Exercise requirements:
Work through the listing below, copying each line that carries the word "light".

************

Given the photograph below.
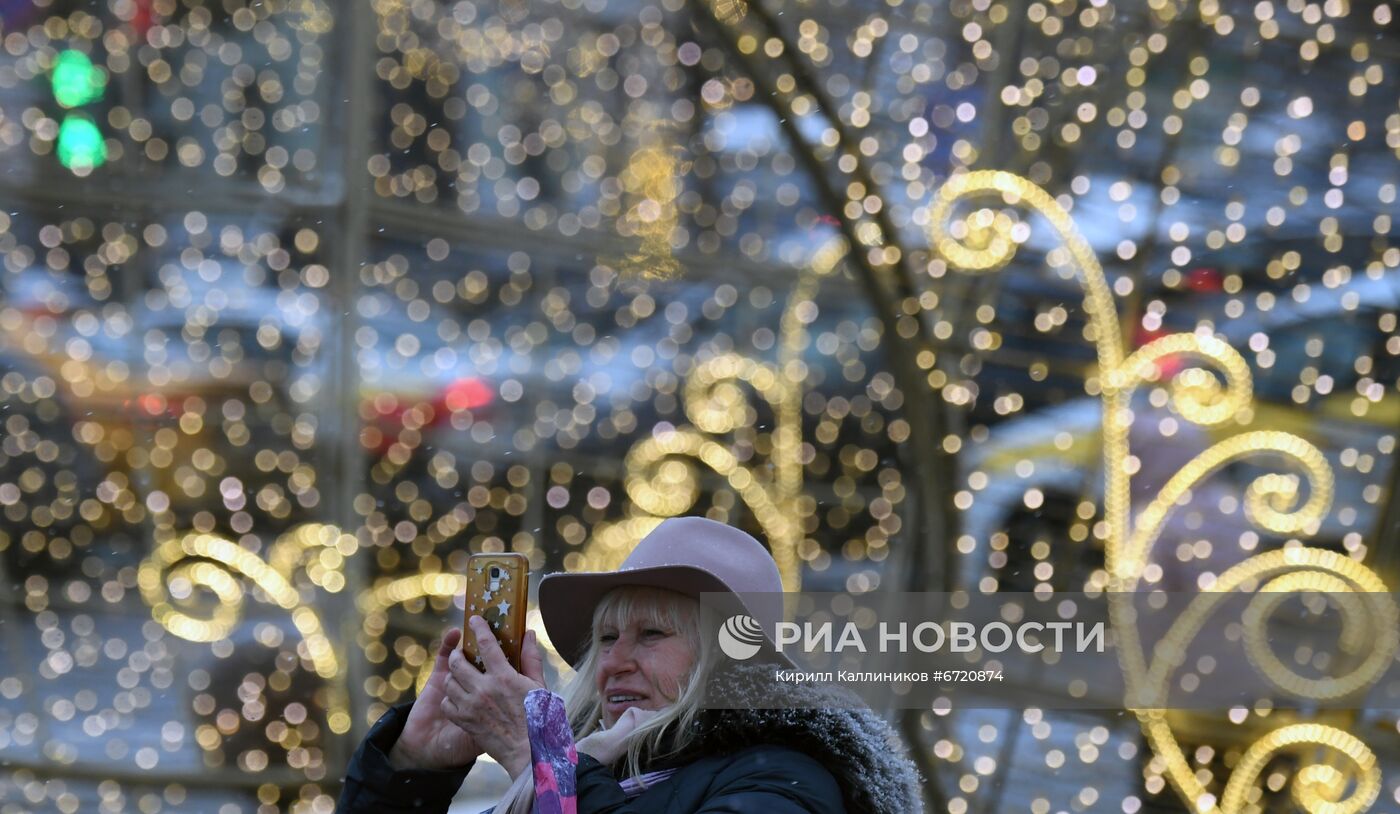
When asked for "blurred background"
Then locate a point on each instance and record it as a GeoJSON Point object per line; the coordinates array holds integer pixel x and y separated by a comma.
{"type": "Point", "coordinates": [305, 301]}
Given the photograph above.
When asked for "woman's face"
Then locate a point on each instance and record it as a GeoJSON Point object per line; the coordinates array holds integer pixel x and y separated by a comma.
{"type": "Point", "coordinates": [641, 664]}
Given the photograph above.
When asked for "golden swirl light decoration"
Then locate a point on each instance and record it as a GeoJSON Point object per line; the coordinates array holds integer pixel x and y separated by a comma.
{"type": "Point", "coordinates": [171, 576]}
{"type": "Point", "coordinates": [662, 478]}
{"type": "Point", "coordinates": [987, 240]}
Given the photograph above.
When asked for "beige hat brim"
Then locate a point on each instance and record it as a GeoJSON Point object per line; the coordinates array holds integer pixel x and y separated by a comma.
{"type": "Point", "coordinates": [567, 601]}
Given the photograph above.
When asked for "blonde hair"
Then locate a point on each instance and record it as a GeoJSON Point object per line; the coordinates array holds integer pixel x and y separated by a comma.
{"type": "Point", "coordinates": [667, 733]}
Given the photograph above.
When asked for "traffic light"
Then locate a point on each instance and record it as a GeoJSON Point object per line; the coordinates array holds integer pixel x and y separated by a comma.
{"type": "Point", "coordinates": [76, 81]}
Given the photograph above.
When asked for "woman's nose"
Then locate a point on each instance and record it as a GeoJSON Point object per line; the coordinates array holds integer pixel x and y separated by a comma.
{"type": "Point", "coordinates": [618, 657]}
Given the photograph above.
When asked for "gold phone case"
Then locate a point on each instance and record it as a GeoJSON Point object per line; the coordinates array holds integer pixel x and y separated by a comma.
{"type": "Point", "coordinates": [497, 589]}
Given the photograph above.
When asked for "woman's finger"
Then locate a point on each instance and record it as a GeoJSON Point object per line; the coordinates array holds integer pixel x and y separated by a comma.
{"type": "Point", "coordinates": [489, 647]}
{"type": "Point", "coordinates": [532, 659]}
{"type": "Point", "coordinates": [464, 671]}
{"type": "Point", "coordinates": [450, 640]}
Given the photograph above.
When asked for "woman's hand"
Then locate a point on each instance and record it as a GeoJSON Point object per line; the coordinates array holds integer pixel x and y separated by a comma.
{"type": "Point", "coordinates": [430, 740]}
{"type": "Point", "coordinates": [492, 705]}
{"type": "Point", "coordinates": [609, 744]}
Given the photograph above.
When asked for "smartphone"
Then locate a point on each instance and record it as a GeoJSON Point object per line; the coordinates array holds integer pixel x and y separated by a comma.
{"type": "Point", "coordinates": [497, 589]}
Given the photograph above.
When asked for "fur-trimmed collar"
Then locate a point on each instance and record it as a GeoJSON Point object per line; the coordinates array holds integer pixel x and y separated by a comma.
{"type": "Point", "coordinates": [860, 748]}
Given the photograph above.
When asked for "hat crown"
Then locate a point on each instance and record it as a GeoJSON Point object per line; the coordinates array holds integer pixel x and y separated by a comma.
{"type": "Point", "coordinates": [737, 559]}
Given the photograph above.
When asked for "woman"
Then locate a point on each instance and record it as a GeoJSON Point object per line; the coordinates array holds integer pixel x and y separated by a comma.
{"type": "Point", "coordinates": [644, 741]}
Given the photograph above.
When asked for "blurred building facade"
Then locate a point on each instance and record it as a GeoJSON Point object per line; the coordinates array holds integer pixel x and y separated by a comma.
{"type": "Point", "coordinates": [303, 303]}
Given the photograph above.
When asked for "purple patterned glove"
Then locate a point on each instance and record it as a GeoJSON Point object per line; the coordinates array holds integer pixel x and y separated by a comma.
{"type": "Point", "coordinates": [552, 753]}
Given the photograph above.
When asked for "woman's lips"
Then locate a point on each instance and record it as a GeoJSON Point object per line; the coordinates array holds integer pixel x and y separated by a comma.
{"type": "Point", "coordinates": [618, 702]}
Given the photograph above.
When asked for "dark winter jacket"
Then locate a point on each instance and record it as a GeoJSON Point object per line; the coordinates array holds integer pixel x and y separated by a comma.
{"type": "Point", "coordinates": [819, 760]}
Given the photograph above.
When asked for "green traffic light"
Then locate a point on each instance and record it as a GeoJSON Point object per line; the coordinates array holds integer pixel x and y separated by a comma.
{"type": "Point", "coordinates": [76, 81]}
{"type": "Point", "coordinates": [80, 145]}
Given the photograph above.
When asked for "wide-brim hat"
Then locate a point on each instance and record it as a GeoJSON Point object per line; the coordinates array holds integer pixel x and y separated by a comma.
{"type": "Point", "coordinates": [688, 555]}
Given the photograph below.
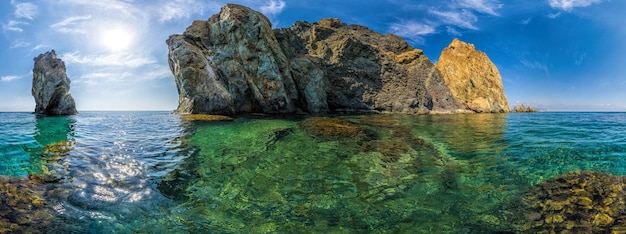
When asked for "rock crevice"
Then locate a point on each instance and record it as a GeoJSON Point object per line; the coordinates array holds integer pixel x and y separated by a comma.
{"type": "Point", "coordinates": [235, 63]}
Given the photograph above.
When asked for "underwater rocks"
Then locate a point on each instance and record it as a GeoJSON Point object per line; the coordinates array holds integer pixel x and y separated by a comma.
{"type": "Point", "coordinates": [22, 206]}
{"type": "Point", "coordinates": [578, 202]}
{"type": "Point", "coordinates": [205, 117]}
{"type": "Point", "coordinates": [473, 78]}
{"type": "Point", "coordinates": [234, 63]}
{"type": "Point", "coordinates": [51, 86]}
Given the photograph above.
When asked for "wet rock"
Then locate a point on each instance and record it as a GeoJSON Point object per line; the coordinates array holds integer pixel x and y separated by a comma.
{"type": "Point", "coordinates": [22, 206]}
{"type": "Point", "coordinates": [578, 202]}
{"type": "Point", "coordinates": [331, 128]}
{"type": "Point", "coordinates": [51, 86]}
{"type": "Point", "coordinates": [205, 117]}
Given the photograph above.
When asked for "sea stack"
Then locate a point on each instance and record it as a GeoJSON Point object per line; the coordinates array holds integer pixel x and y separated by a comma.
{"type": "Point", "coordinates": [473, 79]}
{"type": "Point", "coordinates": [235, 63]}
{"type": "Point", "coordinates": [51, 86]}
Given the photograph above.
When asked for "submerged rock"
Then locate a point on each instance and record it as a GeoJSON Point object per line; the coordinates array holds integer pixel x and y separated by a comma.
{"type": "Point", "coordinates": [473, 78]}
{"type": "Point", "coordinates": [51, 86]}
{"type": "Point", "coordinates": [234, 63]}
{"type": "Point", "coordinates": [578, 202]}
{"type": "Point", "coordinates": [331, 128]}
{"type": "Point", "coordinates": [22, 206]}
{"type": "Point", "coordinates": [205, 117]}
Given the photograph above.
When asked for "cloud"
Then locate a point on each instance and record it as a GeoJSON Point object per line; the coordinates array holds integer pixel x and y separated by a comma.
{"type": "Point", "coordinates": [526, 21]}
{"type": "Point", "coordinates": [452, 31]}
{"type": "Point", "coordinates": [13, 25]}
{"type": "Point", "coordinates": [181, 9]}
{"type": "Point", "coordinates": [20, 44]}
{"type": "Point", "coordinates": [68, 24]}
{"type": "Point", "coordinates": [568, 5]}
{"type": "Point", "coordinates": [462, 19]}
{"type": "Point", "coordinates": [123, 59]}
{"type": "Point", "coordinates": [554, 15]}
{"type": "Point", "coordinates": [9, 78]}
{"type": "Point", "coordinates": [535, 65]}
{"type": "Point", "coordinates": [25, 10]}
{"type": "Point", "coordinates": [482, 6]}
{"type": "Point", "coordinates": [412, 30]}
{"type": "Point", "coordinates": [40, 46]}
{"type": "Point", "coordinates": [273, 7]}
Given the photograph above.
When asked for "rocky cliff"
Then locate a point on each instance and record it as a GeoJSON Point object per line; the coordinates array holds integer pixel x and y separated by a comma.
{"type": "Point", "coordinates": [473, 78]}
{"type": "Point", "coordinates": [51, 86]}
{"type": "Point", "coordinates": [235, 63]}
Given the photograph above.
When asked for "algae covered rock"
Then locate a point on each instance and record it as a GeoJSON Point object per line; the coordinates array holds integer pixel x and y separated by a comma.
{"type": "Point", "coordinates": [331, 128]}
{"type": "Point", "coordinates": [22, 206]}
{"type": "Point", "coordinates": [51, 86]}
{"type": "Point", "coordinates": [473, 78]}
{"type": "Point", "coordinates": [578, 202]}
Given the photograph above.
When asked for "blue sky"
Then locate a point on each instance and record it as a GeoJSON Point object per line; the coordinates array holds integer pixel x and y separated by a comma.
{"type": "Point", "coordinates": [558, 55]}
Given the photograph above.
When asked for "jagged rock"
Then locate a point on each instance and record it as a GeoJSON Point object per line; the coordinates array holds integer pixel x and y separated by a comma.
{"type": "Point", "coordinates": [231, 63]}
{"type": "Point", "coordinates": [234, 63]}
{"type": "Point", "coordinates": [51, 86]}
{"type": "Point", "coordinates": [364, 70]}
{"type": "Point", "coordinates": [473, 78]}
{"type": "Point", "coordinates": [523, 108]}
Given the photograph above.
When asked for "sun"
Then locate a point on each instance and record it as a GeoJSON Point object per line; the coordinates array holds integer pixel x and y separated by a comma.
{"type": "Point", "coordinates": [117, 39]}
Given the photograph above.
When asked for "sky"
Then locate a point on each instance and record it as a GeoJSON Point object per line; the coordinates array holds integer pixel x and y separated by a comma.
{"type": "Point", "coordinates": [556, 55]}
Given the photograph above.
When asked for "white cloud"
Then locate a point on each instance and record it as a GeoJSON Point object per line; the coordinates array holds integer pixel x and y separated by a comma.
{"type": "Point", "coordinates": [452, 31]}
{"type": "Point", "coordinates": [568, 5]}
{"type": "Point", "coordinates": [40, 46]}
{"type": "Point", "coordinates": [13, 25]}
{"type": "Point", "coordinates": [554, 15]}
{"type": "Point", "coordinates": [463, 19]}
{"type": "Point", "coordinates": [123, 59]}
{"type": "Point", "coordinates": [526, 21]}
{"type": "Point", "coordinates": [273, 7]}
{"type": "Point", "coordinates": [535, 65]}
{"type": "Point", "coordinates": [181, 9]}
{"type": "Point", "coordinates": [9, 78]}
{"type": "Point", "coordinates": [25, 10]}
{"type": "Point", "coordinates": [483, 6]}
{"type": "Point", "coordinates": [69, 24]}
{"type": "Point", "coordinates": [412, 30]}
{"type": "Point", "coordinates": [20, 44]}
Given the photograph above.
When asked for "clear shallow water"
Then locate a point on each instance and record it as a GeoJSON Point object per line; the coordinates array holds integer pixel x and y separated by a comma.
{"type": "Point", "coordinates": [153, 172]}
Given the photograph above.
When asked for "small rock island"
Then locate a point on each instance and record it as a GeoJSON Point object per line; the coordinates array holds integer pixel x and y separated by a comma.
{"type": "Point", "coordinates": [51, 86]}
{"type": "Point", "coordinates": [235, 63]}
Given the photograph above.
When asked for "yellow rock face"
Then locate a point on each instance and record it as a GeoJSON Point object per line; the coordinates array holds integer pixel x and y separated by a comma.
{"type": "Point", "coordinates": [205, 117]}
{"type": "Point", "coordinates": [473, 79]}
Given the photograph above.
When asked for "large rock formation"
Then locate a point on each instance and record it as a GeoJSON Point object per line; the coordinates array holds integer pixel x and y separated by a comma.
{"type": "Point", "coordinates": [473, 78]}
{"type": "Point", "coordinates": [51, 86]}
{"type": "Point", "coordinates": [235, 63]}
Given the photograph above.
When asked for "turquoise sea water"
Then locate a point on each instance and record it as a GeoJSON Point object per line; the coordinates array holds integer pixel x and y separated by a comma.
{"type": "Point", "coordinates": [129, 172]}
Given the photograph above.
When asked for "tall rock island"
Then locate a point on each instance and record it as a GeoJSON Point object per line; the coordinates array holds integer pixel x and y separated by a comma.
{"type": "Point", "coordinates": [235, 63]}
{"type": "Point", "coordinates": [473, 78]}
{"type": "Point", "coordinates": [51, 86]}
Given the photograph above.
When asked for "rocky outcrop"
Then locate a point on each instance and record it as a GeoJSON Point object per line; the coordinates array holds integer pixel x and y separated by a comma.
{"type": "Point", "coordinates": [523, 108]}
{"type": "Point", "coordinates": [51, 86]}
{"type": "Point", "coordinates": [473, 79]}
{"type": "Point", "coordinates": [234, 63]}
{"type": "Point", "coordinates": [362, 70]}
{"type": "Point", "coordinates": [230, 64]}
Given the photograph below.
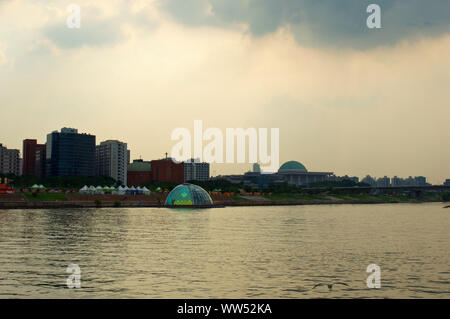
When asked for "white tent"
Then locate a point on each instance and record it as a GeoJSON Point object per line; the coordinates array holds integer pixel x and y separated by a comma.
{"type": "Point", "coordinates": [84, 190]}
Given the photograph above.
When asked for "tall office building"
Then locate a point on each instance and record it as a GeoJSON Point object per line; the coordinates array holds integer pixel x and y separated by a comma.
{"type": "Point", "coordinates": [9, 161]}
{"type": "Point", "coordinates": [194, 170]}
{"type": "Point", "coordinates": [70, 154]}
{"type": "Point", "coordinates": [112, 158]}
{"type": "Point", "coordinates": [33, 158]}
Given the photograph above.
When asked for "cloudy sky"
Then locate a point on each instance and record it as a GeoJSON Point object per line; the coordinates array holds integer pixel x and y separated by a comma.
{"type": "Point", "coordinates": [346, 98]}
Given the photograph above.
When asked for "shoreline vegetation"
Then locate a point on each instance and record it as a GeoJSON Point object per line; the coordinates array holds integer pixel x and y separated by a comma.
{"type": "Point", "coordinates": [76, 200]}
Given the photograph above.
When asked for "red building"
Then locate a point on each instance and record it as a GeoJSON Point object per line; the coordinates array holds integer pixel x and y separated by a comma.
{"type": "Point", "coordinates": [139, 173]}
{"type": "Point", "coordinates": [166, 170]}
{"type": "Point", "coordinates": [33, 158]}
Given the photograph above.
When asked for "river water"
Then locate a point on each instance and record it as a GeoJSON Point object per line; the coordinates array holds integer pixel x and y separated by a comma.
{"type": "Point", "coordinates": [233, 252]}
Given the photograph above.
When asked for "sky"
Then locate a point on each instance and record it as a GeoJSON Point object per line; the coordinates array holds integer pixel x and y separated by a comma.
{"type": "Point", "coordinates": [346, 98]}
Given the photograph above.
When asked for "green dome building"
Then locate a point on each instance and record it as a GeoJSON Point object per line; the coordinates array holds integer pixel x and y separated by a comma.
{"type": "Point", "coordinates": [188, 195]}
{"type": "Point", "coordinates": [295, 173]}
{"type": "Point", "coordinates": [292, 166]}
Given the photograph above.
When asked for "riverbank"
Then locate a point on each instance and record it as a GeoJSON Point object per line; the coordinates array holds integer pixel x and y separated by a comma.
{"type": "Point", "coordinates": [49, 201]}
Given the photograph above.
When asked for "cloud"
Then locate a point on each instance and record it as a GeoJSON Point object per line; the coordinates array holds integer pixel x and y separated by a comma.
{"type": "Point", "coordinates": [320, 23]}
{"type": "Point", "coordinates": [97, 27]}
{"type": "Point", "coordinates": [3, 58]}
{"type": "Point", "coordinates": [91, 33]}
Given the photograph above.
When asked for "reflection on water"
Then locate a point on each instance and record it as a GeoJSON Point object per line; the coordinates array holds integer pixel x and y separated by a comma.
{"type": "Point", "coordinates": [235, 252]}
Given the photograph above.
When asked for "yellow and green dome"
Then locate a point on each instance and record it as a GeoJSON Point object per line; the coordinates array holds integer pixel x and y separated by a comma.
{"type": "Point", "coordinates": [292, 166]}
{"type": "Point", "coordinates": [188, 194]}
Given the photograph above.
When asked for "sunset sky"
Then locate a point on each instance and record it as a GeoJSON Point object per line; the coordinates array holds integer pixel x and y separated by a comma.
{"type": "Point", "coordinates": [346, 98]}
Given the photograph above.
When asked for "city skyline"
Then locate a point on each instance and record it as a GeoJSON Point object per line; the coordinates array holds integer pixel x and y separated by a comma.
{"type": "Point", "coordinates": [348, 99]}
{"type": "Point", "coordinates": [382, 180]}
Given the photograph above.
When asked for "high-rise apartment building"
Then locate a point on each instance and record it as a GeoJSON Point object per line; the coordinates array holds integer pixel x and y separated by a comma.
{"type": "Point", "coordinates": [112, 158]}
{"type": "Point", "coordinates": [70, 154]}
{"type": "Point", "coordinates": [194, 170]}
{"type": "Point", "coordinates": [9, 161]}
{"type": "Point", "coordinates": [33, 158]}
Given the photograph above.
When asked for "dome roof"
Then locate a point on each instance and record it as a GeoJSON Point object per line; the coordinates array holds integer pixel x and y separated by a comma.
{"type": "Point", "coordinates": [188, 194]}
{"type": "Point", "coordinates": [292, 166]}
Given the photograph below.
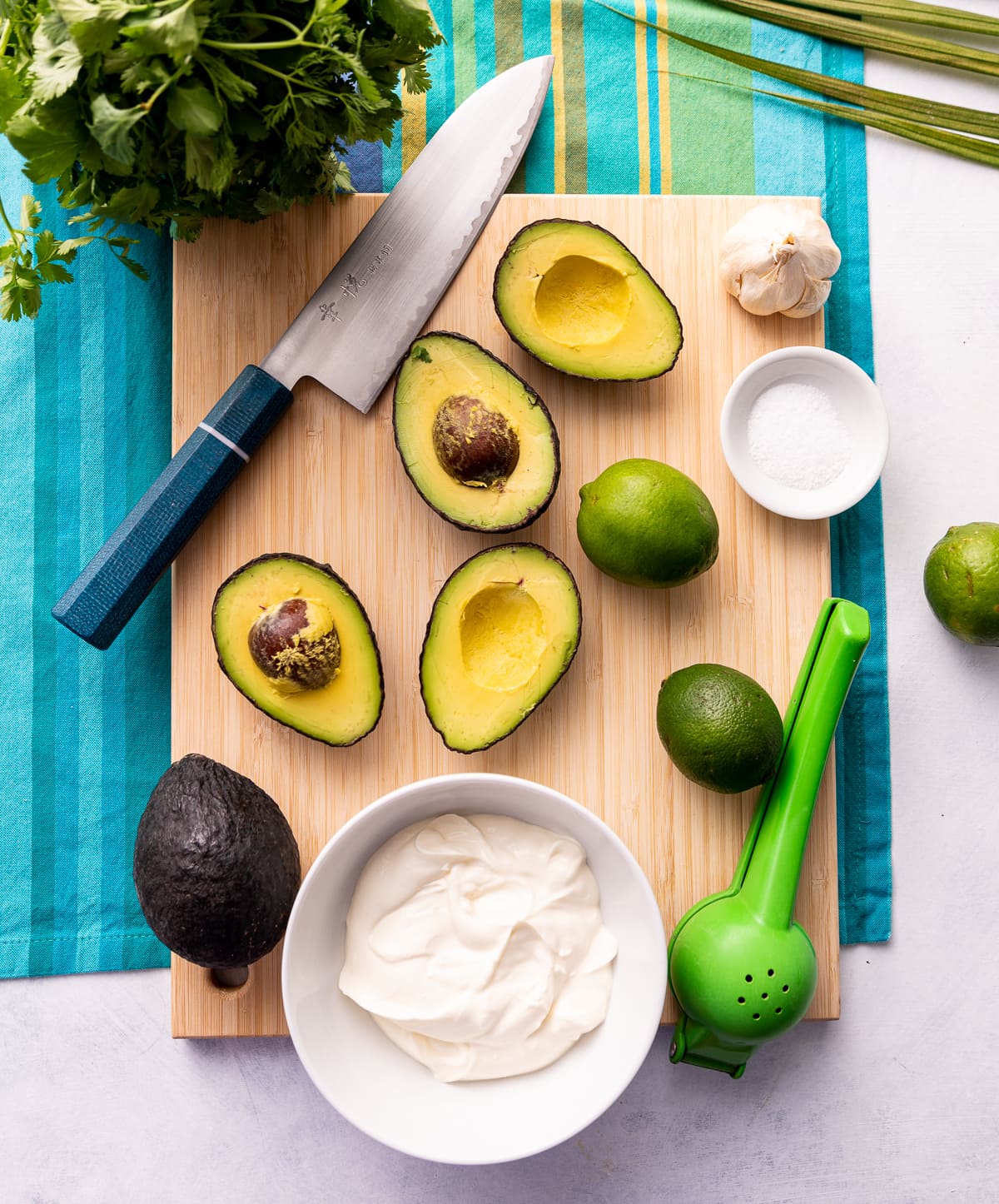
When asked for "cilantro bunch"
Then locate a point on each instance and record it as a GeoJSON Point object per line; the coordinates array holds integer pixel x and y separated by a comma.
{"type": "Point", "coordinates": [169, 112]}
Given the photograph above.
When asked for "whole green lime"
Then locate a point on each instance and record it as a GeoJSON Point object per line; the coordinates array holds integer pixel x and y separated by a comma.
{"type": "Point", "coordinates": [721, 729]}
{"type": "Point", "coordinates": [648, 524]}
{"type": "Point", "coordinates": [961, 580]}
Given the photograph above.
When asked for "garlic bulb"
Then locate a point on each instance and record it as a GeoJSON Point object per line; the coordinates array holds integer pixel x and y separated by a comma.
{"type": "Point", "coordinates": [778, 259]}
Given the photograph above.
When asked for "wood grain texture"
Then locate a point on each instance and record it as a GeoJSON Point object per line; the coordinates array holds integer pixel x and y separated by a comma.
{"type": "Point", "coordinates": [329, 485]}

************

Finished task:
When asked for "golden swirl light decoration"
When asked for "traffic light"
When asked for "green traffic light"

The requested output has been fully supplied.